Start of Quoted passage

Why is solar energy not a standard form of energy in the US?

To me it doesnt make sense. Why would we not use a free, polution free, worry free form of energy? In the long run it would save sooo much money and the environment. But is there something else I’m missing?

Answer #1

Historically, it has cost more to build and maintain solar panels than they save in power costs. That said, this equation is changing in the very near future. There is a company called Nanosolar that has figured out how to print solar panels using a technology very similar to ink jet printing. This technology reduces the cost of a solar based system by about 90%, and so I think we will indeed see a big shift toward solar in the near term.

However, there still are no good ways of storing all that power, so solar will only offset fossil fuels when the sun is shining brightly. This means we still have to have conventional power plants capable of full power production, but we don’t have to run them when the sun is shining.

End of Quoted passage

● Task instructions:
1. According to the solar energy discussion, by about how much does the printing technology reduce the cost of a solar based system?
2. Transcribe the part of the solar energy discussion starting with "Why is solar" and going on through "else I’m missing?".

Start of Records

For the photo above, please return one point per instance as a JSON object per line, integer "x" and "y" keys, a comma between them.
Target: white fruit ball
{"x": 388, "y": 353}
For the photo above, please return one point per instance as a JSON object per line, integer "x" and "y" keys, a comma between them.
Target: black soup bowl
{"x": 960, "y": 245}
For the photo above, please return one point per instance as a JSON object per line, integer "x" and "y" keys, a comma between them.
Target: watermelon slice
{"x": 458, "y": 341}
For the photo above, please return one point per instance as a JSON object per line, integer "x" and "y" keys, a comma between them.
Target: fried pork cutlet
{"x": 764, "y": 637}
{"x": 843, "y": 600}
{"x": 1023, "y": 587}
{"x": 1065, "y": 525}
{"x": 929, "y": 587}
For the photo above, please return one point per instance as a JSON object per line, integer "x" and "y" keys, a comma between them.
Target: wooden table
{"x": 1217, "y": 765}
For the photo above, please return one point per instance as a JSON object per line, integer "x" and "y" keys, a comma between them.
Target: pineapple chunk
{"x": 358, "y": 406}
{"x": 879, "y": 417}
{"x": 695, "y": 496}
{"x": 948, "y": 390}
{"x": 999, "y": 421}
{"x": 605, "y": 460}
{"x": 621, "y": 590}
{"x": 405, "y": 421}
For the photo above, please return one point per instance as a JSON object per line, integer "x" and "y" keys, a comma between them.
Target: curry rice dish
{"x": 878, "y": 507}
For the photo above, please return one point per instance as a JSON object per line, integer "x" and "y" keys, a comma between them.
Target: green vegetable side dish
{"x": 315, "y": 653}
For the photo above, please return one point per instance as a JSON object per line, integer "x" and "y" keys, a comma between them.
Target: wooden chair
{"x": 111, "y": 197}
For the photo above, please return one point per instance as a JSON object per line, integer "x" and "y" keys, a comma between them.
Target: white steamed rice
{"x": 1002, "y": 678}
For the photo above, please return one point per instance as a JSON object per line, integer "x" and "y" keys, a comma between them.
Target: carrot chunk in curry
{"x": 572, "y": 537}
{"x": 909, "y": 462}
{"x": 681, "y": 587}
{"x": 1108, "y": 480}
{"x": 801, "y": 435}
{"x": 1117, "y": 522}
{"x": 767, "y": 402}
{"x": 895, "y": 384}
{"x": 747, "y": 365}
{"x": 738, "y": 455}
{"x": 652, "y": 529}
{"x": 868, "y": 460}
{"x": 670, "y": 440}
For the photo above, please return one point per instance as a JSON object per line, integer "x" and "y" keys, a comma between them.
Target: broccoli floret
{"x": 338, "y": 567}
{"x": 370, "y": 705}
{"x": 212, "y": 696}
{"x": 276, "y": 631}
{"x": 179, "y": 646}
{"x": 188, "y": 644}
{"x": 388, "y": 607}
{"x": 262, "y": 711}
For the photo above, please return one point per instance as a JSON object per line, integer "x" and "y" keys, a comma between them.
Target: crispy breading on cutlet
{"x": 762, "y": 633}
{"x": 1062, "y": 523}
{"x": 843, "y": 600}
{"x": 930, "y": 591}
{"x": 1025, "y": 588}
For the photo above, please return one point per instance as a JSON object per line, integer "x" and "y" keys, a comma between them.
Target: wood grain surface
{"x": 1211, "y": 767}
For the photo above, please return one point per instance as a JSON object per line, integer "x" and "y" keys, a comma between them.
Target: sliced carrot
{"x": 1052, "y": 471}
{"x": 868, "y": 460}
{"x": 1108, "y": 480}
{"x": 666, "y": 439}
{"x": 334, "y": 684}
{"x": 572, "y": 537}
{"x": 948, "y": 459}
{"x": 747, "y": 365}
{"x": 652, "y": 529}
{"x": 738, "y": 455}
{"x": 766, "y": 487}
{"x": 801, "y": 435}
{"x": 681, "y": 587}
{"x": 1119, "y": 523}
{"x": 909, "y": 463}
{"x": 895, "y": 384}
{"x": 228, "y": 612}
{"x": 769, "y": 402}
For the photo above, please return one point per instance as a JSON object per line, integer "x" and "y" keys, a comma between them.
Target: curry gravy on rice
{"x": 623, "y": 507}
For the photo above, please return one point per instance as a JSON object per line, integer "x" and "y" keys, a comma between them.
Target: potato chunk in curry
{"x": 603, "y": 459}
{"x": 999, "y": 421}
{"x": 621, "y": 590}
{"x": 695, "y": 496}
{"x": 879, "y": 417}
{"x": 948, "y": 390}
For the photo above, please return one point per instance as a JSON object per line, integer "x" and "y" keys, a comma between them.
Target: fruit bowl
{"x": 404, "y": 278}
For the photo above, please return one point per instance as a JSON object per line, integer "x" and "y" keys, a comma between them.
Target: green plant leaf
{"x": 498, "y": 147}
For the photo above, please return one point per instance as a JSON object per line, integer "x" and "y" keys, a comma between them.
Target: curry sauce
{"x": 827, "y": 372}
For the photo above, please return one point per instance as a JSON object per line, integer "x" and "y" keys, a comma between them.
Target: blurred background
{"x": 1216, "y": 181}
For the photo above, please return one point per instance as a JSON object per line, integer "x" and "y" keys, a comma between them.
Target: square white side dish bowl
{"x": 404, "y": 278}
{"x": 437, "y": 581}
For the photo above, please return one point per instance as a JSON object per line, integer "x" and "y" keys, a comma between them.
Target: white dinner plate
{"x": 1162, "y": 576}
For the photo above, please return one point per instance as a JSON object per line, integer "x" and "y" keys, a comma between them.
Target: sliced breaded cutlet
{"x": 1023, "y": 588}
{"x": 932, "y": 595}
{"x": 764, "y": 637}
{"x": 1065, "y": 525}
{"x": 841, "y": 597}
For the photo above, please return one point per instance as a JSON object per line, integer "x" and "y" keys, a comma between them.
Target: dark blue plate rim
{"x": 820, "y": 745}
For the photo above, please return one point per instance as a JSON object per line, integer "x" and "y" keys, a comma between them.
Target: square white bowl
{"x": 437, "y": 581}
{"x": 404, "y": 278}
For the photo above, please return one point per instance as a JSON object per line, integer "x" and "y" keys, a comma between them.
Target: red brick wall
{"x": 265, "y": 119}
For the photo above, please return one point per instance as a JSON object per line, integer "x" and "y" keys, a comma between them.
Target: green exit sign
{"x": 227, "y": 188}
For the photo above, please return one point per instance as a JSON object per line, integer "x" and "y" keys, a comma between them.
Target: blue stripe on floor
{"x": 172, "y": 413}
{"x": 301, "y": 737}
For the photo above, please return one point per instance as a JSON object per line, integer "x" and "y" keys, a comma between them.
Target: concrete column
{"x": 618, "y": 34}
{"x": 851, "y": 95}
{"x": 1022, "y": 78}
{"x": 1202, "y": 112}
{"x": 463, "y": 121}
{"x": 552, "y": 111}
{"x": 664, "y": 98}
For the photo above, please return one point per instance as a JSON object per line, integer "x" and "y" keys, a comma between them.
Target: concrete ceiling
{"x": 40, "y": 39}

End of Records

● Answer section:
1. About 90%.

2.
Why is solar energy not a standard form of energy in the US?

To me it doesnt make sense. Why would we not use a free, polution free, worry free form of energy? In the long run it would save sooo much money and the environment. But is there something else I’m missing?